## Фрагмент текста:
◇ ◇ ◇
Мы находим ту же борьбу между философской системой и национальным чувством в отношении Маймонида к еврейскому языку. С точки зрения его системы он, естественно, не видел разницы между одним языком и другим: важно содержание, а не его внешняя оболочка. Поэтому он устанавливает, что речь «не должна быть запрещена или разрешена, любима или презираема в зависимости от языка, а в зависимости от предмета. То, что возвышенно, может быть сказано на любом языке; то, что низменно, не может быть сказано ни на каком языке». Следуя своим собственным словам, он написал большинство своих книг не на иврите, а на арабском, потому что считал, что, будучи написанными на обычном языке его эпохи и его окружения, они принесут больше пользы с точки зрения их содержания. Единственной книгой, которую он написал на иврите, была «Мишне Тора»; и здесь он также руководствовался практическими соображениями. Он выбрал язык Мишны, потому что хотел, чтобы его народ относился к книге с уважением как к своего рода второй Мишне. Прекрасный язык Мишны должен был донести «истинные мнения», которые нуждались в помощи священного языка, чтобы стать святыми и попасть под эгиду религии. Таков Маймонид-философ. Но в его письмах мы находим ясные указания на то, что после завершения работы его национальное чувство оказалось сильнее философии, и он сожалел, что не написал свои другие труды также на иврите. Более того, он даже подумывал сам перевести их на национальный язык, чтобы «отделить ценное от оскверненного и вернуть украденное законному владельцу». Но упадок сил в старости не позволил ему осуществить это намерение, и перевод на иврит пришлось ждать другим рукам. Часть работы была сделана при его жизни; и его письмо переводчику «Путеводителя» показывает, как он был доволен.
◇ ◇ ◇
## Записи данных:
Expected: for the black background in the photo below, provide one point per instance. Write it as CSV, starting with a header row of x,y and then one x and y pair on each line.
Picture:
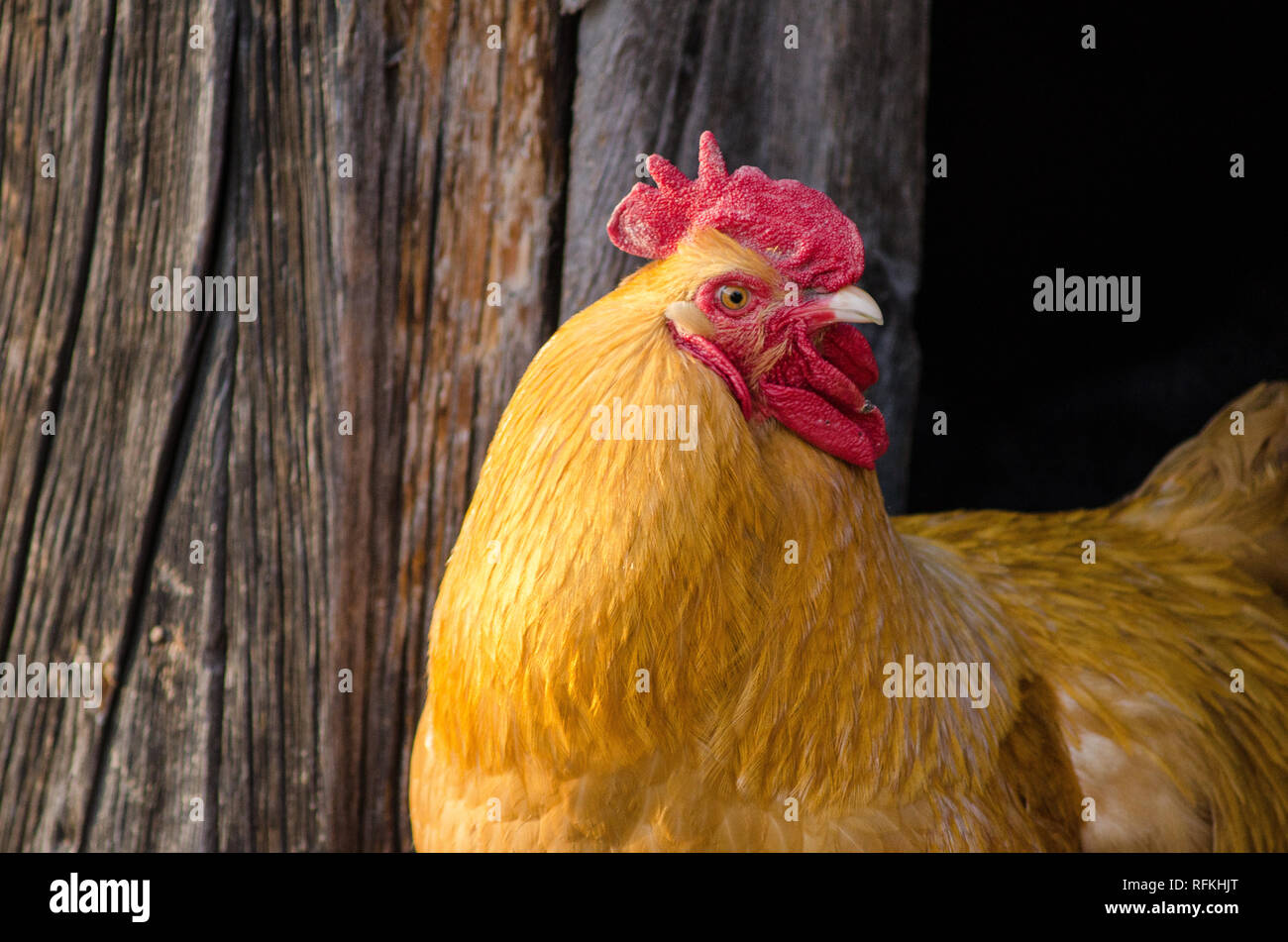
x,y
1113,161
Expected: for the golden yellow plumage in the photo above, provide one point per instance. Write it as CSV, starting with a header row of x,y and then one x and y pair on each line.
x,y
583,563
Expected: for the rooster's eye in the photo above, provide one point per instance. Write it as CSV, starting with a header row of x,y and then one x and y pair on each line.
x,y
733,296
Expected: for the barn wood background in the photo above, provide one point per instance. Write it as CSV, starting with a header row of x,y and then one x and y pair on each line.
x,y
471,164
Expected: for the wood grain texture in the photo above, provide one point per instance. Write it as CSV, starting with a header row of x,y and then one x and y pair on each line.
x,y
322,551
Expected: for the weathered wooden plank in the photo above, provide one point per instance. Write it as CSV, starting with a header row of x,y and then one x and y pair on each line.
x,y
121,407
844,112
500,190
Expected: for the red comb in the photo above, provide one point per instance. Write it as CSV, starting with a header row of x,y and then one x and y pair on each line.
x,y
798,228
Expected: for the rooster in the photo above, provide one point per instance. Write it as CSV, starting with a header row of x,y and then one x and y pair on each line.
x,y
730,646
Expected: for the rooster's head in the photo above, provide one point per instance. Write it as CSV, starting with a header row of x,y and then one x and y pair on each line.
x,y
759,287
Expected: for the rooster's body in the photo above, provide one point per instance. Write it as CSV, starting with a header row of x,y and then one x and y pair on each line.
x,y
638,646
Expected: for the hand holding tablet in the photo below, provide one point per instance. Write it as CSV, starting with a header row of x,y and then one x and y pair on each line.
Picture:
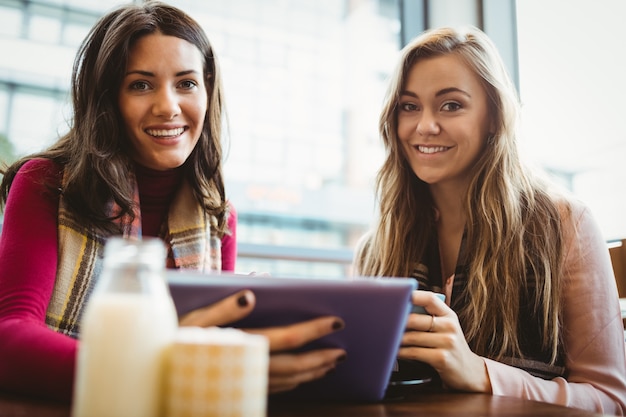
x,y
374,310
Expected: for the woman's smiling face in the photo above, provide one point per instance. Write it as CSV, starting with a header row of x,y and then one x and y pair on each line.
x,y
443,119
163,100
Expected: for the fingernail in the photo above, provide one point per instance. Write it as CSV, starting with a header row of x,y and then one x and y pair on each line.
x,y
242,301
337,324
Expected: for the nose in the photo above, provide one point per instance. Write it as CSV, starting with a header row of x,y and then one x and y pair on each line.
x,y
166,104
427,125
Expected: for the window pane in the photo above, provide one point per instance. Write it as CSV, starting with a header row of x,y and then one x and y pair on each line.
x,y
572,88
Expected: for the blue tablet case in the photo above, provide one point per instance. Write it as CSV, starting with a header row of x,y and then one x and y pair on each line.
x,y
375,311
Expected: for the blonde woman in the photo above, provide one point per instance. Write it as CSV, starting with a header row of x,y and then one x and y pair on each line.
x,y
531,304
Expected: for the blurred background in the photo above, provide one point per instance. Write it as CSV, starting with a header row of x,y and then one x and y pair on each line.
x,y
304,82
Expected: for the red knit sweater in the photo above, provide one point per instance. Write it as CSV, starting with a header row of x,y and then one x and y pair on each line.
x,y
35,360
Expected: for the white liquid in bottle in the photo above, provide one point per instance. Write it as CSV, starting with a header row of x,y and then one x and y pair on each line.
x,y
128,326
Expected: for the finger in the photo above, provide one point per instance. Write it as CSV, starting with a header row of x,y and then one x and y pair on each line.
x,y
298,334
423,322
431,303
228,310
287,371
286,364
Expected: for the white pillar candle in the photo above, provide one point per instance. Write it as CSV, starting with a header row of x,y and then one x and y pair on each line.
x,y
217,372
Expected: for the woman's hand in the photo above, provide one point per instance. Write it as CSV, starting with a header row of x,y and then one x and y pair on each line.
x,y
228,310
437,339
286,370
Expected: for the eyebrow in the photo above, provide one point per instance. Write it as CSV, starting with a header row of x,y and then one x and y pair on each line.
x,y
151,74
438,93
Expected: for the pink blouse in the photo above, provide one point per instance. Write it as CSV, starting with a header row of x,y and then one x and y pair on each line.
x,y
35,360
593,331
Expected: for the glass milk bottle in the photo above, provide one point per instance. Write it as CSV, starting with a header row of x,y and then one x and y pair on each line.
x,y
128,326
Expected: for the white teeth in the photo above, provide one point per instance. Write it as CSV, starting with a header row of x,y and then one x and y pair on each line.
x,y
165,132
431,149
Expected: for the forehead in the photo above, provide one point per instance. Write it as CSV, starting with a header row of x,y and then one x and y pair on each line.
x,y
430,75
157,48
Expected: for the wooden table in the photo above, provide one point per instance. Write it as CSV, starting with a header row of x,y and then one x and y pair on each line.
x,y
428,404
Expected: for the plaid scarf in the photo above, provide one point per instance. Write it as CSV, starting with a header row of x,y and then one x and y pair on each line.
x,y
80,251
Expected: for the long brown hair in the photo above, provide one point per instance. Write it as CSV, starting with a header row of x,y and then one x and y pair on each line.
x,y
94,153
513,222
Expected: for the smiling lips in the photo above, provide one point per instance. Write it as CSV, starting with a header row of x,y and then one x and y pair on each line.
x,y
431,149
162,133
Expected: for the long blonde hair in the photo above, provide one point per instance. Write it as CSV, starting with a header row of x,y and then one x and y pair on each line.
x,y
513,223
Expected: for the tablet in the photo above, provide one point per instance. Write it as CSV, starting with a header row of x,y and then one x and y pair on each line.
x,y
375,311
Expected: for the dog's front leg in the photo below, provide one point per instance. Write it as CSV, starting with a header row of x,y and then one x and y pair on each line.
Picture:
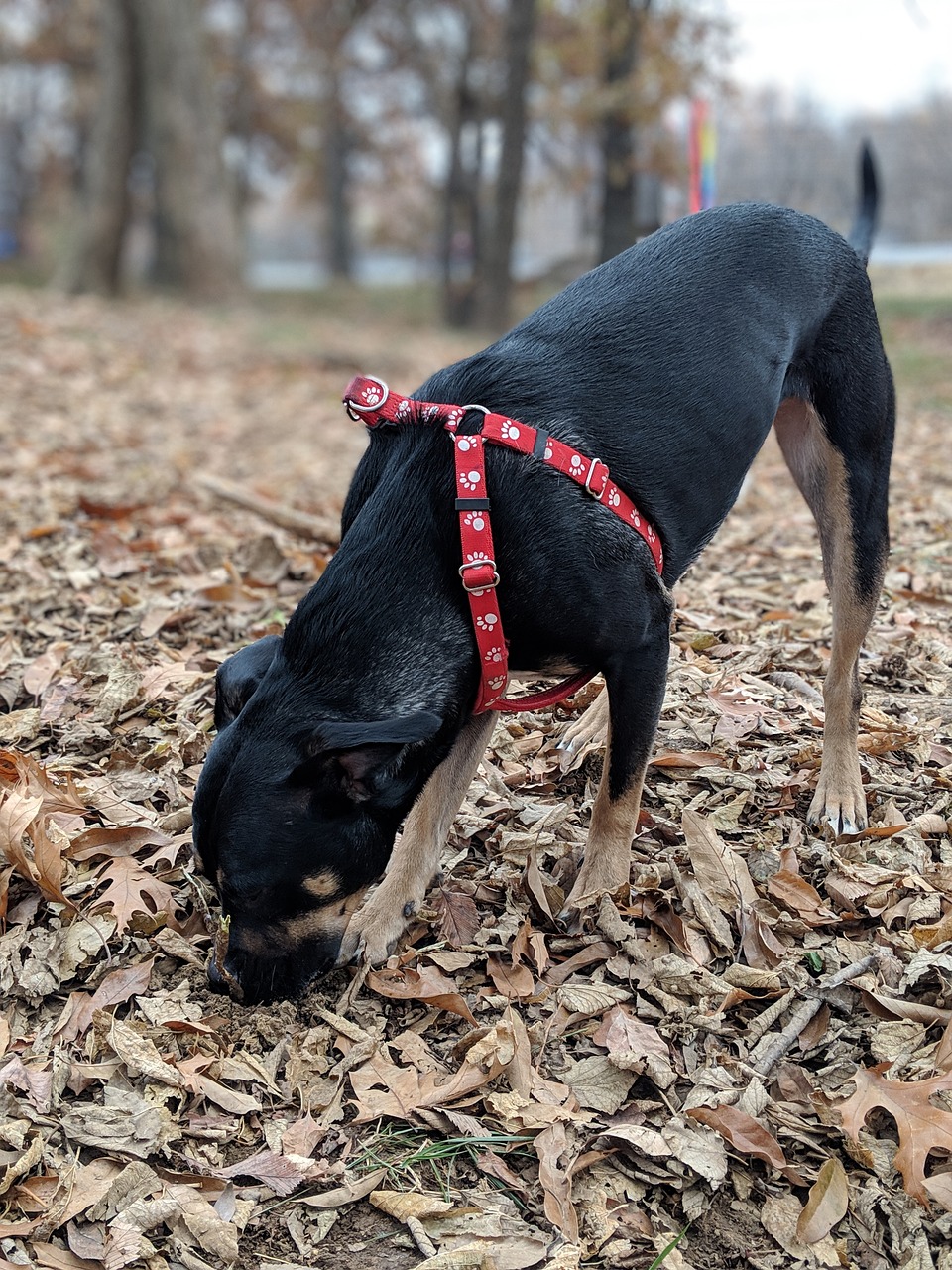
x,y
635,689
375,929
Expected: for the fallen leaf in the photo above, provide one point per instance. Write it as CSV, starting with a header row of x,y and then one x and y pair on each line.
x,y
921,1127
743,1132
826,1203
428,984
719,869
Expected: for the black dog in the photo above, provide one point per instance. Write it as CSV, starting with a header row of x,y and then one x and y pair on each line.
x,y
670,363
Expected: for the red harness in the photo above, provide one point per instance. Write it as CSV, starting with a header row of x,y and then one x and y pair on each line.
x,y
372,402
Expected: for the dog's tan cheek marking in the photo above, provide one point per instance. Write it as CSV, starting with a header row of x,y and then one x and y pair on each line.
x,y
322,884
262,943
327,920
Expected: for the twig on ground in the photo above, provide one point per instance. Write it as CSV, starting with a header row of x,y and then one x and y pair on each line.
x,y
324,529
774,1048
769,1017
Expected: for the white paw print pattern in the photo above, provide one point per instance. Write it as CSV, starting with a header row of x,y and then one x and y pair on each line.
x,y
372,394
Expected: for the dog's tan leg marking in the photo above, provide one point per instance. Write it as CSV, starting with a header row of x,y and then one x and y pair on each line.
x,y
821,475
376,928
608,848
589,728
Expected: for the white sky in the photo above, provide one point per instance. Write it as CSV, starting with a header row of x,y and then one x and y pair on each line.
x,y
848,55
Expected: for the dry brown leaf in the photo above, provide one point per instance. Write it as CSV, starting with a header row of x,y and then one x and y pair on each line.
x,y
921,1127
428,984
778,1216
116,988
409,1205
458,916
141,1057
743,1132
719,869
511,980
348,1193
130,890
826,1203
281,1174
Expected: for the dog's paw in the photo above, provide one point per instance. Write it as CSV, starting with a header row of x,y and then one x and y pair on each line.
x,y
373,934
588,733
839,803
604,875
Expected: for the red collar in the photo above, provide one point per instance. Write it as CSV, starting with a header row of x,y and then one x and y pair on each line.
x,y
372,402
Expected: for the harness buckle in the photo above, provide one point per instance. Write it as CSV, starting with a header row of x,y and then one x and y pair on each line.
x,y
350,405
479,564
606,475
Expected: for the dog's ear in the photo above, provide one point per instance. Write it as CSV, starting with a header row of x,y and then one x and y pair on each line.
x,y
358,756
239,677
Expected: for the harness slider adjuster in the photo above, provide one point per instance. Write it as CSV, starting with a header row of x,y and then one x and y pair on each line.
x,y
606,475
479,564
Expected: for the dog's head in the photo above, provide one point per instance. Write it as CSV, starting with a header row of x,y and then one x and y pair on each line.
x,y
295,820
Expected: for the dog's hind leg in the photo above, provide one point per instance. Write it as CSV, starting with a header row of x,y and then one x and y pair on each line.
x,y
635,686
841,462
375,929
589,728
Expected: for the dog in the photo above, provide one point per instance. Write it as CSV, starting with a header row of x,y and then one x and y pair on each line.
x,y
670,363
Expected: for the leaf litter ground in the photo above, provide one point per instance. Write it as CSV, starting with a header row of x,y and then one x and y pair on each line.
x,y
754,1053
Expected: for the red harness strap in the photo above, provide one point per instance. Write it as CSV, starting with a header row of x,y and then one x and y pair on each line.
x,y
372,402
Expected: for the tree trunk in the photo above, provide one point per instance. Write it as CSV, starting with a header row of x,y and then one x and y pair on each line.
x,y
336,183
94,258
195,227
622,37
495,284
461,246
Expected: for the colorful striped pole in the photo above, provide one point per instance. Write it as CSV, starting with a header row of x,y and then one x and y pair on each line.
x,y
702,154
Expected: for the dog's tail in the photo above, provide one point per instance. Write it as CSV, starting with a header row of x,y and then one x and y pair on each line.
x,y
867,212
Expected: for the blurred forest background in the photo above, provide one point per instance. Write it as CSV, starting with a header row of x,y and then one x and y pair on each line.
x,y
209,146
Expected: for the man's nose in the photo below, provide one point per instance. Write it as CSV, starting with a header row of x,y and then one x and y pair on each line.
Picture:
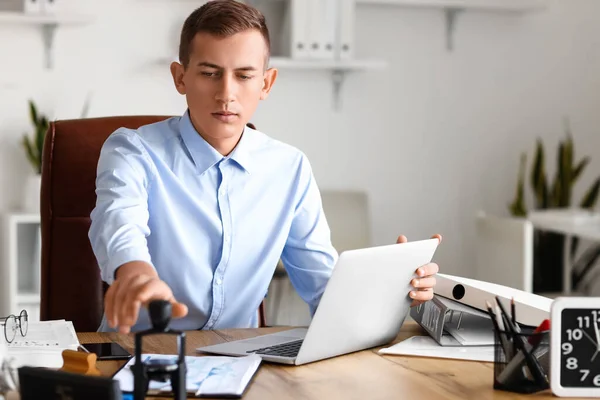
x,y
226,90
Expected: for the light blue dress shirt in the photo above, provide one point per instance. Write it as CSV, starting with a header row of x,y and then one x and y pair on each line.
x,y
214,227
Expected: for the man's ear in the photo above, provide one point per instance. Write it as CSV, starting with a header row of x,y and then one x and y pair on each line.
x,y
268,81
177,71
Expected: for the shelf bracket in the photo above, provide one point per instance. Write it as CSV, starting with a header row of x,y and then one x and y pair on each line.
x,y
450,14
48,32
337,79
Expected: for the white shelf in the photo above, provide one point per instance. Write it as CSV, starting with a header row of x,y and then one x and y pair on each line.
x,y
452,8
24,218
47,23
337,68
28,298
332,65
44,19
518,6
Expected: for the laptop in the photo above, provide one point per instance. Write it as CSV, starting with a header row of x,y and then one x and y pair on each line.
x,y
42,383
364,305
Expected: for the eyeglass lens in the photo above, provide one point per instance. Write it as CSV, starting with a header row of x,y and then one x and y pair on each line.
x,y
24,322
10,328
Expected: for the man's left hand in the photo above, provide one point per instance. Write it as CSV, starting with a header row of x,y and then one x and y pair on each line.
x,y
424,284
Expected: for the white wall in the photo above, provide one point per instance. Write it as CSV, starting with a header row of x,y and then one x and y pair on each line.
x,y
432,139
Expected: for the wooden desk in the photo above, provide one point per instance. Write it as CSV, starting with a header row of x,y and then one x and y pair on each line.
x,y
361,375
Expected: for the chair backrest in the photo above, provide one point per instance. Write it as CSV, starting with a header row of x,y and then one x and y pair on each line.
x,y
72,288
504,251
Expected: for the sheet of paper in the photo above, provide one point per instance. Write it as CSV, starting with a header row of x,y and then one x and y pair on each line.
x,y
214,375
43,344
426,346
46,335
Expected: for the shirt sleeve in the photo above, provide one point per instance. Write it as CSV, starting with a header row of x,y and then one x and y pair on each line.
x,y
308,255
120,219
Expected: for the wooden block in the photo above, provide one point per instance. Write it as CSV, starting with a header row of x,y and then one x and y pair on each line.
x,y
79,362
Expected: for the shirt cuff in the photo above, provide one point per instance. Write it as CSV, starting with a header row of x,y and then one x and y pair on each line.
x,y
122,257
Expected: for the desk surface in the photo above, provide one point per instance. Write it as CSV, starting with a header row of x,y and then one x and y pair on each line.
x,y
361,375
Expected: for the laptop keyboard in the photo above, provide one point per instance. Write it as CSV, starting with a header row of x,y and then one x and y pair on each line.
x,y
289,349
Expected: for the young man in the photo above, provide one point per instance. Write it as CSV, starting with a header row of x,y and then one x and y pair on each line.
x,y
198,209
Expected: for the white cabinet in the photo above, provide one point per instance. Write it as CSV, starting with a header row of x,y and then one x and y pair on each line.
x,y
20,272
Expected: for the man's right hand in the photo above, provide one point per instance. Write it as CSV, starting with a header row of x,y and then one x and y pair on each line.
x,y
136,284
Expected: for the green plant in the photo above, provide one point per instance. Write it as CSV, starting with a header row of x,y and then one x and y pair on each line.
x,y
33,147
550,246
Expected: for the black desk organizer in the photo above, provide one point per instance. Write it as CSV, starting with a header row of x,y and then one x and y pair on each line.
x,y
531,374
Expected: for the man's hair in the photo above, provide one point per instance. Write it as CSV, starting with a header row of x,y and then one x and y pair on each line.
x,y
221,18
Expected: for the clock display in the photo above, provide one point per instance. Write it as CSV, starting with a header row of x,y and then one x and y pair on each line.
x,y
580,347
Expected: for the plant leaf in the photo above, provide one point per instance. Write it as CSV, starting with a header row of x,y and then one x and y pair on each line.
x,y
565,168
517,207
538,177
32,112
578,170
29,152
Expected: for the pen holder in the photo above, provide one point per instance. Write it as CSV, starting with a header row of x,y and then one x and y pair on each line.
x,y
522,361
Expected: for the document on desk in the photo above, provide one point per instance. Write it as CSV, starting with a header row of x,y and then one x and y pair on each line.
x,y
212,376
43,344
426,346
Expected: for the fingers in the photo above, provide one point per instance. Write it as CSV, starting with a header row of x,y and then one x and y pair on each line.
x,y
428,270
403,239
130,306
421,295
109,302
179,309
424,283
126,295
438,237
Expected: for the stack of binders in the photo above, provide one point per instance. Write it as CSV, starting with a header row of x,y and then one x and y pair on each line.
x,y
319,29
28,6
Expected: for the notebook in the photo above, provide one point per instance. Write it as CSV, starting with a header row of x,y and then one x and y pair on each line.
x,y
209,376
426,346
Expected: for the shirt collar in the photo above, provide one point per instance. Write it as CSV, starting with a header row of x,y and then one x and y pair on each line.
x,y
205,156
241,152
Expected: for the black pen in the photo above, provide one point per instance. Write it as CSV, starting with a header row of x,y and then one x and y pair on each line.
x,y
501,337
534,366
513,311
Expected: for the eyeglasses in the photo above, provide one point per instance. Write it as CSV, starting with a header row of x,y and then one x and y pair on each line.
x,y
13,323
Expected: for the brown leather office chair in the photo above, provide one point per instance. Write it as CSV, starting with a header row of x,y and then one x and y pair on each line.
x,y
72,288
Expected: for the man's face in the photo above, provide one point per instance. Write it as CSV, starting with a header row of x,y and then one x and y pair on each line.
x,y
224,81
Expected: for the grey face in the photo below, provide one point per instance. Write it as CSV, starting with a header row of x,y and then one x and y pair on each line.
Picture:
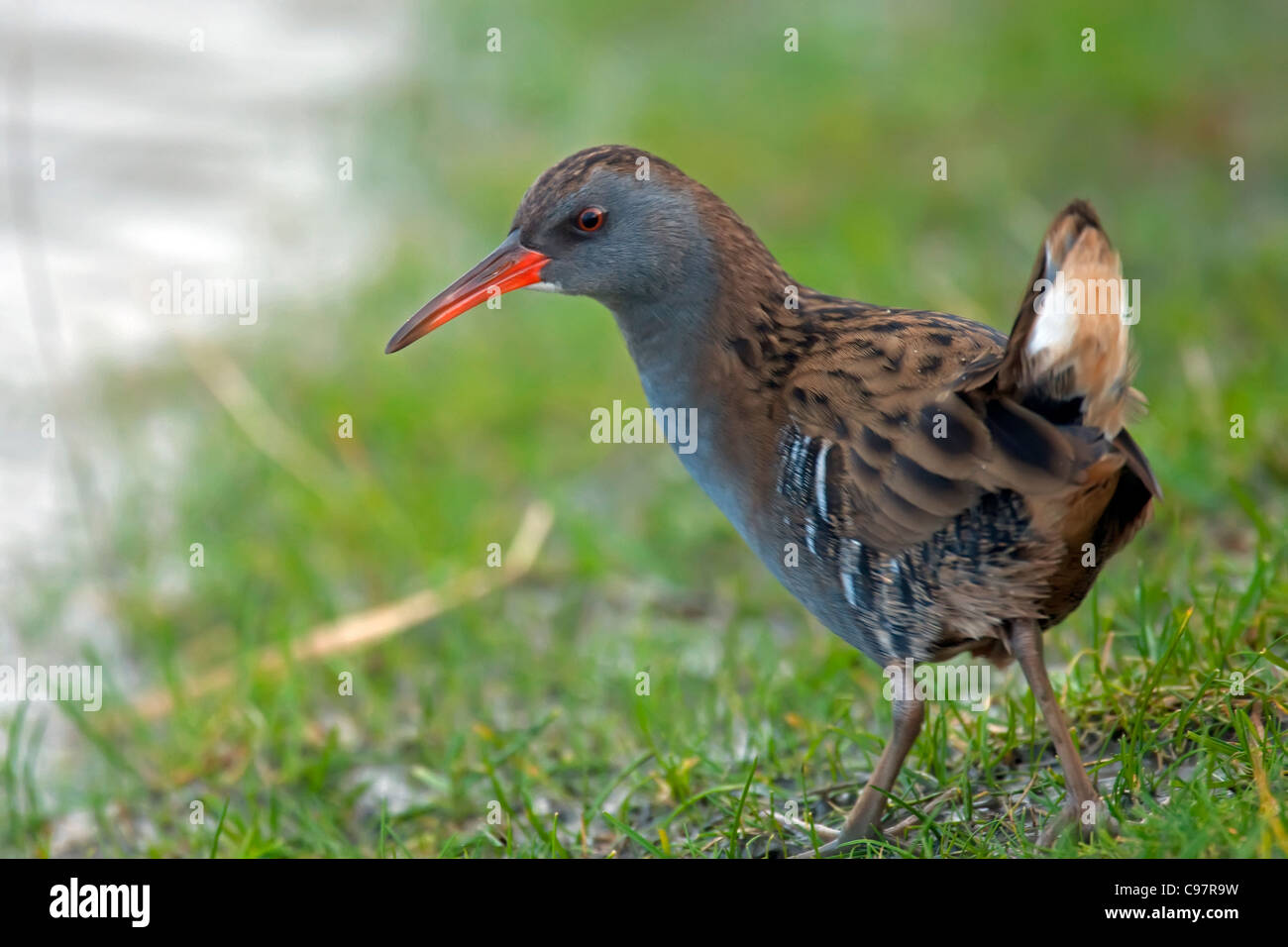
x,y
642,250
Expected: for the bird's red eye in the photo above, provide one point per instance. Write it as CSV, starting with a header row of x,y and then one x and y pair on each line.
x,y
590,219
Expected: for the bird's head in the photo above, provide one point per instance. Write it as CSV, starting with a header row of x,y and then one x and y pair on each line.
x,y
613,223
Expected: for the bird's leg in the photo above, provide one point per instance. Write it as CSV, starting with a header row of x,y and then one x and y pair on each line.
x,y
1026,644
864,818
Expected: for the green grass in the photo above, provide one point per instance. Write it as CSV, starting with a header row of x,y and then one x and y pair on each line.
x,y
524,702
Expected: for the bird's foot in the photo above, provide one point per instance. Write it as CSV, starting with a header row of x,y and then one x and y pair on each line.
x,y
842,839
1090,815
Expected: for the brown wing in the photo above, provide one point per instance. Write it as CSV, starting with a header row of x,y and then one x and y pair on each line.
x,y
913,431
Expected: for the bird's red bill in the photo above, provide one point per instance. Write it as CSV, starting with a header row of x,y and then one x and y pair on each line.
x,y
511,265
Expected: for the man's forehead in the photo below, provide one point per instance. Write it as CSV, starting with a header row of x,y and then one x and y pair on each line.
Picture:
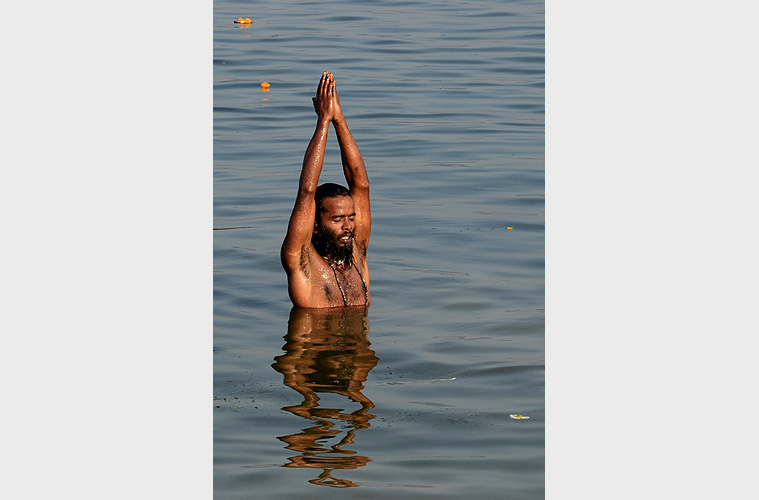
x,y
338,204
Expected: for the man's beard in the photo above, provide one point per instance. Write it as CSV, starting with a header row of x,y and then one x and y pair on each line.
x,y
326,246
◇ ◇ ◇
## Задания к тексту:
1: Сократите абзац текста о Маймониде и еврейском языке, начинающийся словами «Мы находим ту же борьбу», и оформите его в виде списка с основными фактами.
2: Подхватите текст о Маймониде и еврейском языке и продолжите его с того места, где он заканчивается.
Записи для работы не понадобятся.

## Ответы:
1:
- В отношении Маймонида к еврейскому языку видна борьба между философской системой и национальным чувством.
- Как философ он не различал языки: важно содержание, возвышенное можно сказать на любом языке, а низменное нельзя ни на каком.
- Поэтому большинство книг он написал на арабском, обычном языке своей эпохи и окружения, чтобы они принесли больше пользы.
- На иврите, языком Мишны, написана только «Мишне Тора». Он хотел, чтобы народ почитал её как вторую Мишну, а священный язык придал «истинным мнениям» святость.
- Из его писем видно, что позже национальное чувство взяло верх. Он сожалел, что не написал на иврите и другие труды, и думал сам их перевести.
- Упадок сил в старости помешал этому, и перевод сделали другие. Часть работы вышла ещё при его жизни, и его письмо переводчику «Путеводителя» показывает, как он был доволен.

2:
Но на самом деле нет необходимости искать влияние национального чувства в отдельных частях труда Маймонида. Его труд в целом невозможно полностью понять, если мы не примем во внимание это чувство. Конечно, как мы видели, усилия Маймонида по улучшению религии были результатом его философии, которая учила его, что религия должна быть приспособлена для выполнения своей функции в сферах теории и практики; и со своей стороны он, безусловно, верил, что движим исключительно этим убеждением и делает, как и должен, то, чего требовал от него разум. Но мы, глядя на вещи в свете современной психологии, которая говорит нам, что интеллектуального убеждения недостаточно для поддержания длительных усилий, если оно не сопровождается сильной эмоцией, благодаря которой воля пробуждается для преодоления всех препятствий, — мы не можем представить себе возможность такой кропотливой работы без движущей эмоции. И когда мы ищем эмоцию, которая с наибольшей вероятностью даст объяснение в данном конкретном случае, мы не найдем никакой другой, кроме национального чувства.

Ибо мы знаем, с одной стороны, что религиозные законы были для Маймонида не чем иным, как инструментом воспитания — средством утверждения людей в истинных верованиях и добрых жизненных привычках. Более того, он рассматривал многие из них (жертвоприношения и связанные с ними церемонии) как просто необходимое зло, призванное ограничить дурную практику, которая укоренилась в национальной жизни в ранний период и не могла быть полностью искоренена; и даже это оправдание относилось только к законам в целом, в то время как их детали, как мы видели выше, были, по его мнению, совершенно лишены смысла или значения. И все же, придерживаясь таких взглядов, он работал день и ночь в течение десяти лет, чтобы собрать все эти законы и систематизировать их с тщательной точностью, вплоть до мельчайших деталей. Тот, кто осознает колоссальный труд, потребовавшийся для того, чтобы собрать массу юридических предписаний, разбросанных по обширной литературе, должен признать, что никто не может быть пригоден для этой работы (даже если он признает ее полезность с определенной точки зрения), если сама работа не вызывает у него сильной привязанности. Видеть полезность работы недостаточно; это должен быть настоящий труд любви. Что же тогда могло удерживать Маймонида за его задачей, если не национальное чувство, которое заставляло его любить Закон своего народа и древние обычаи даже там, где его философия не придавала им особого значения?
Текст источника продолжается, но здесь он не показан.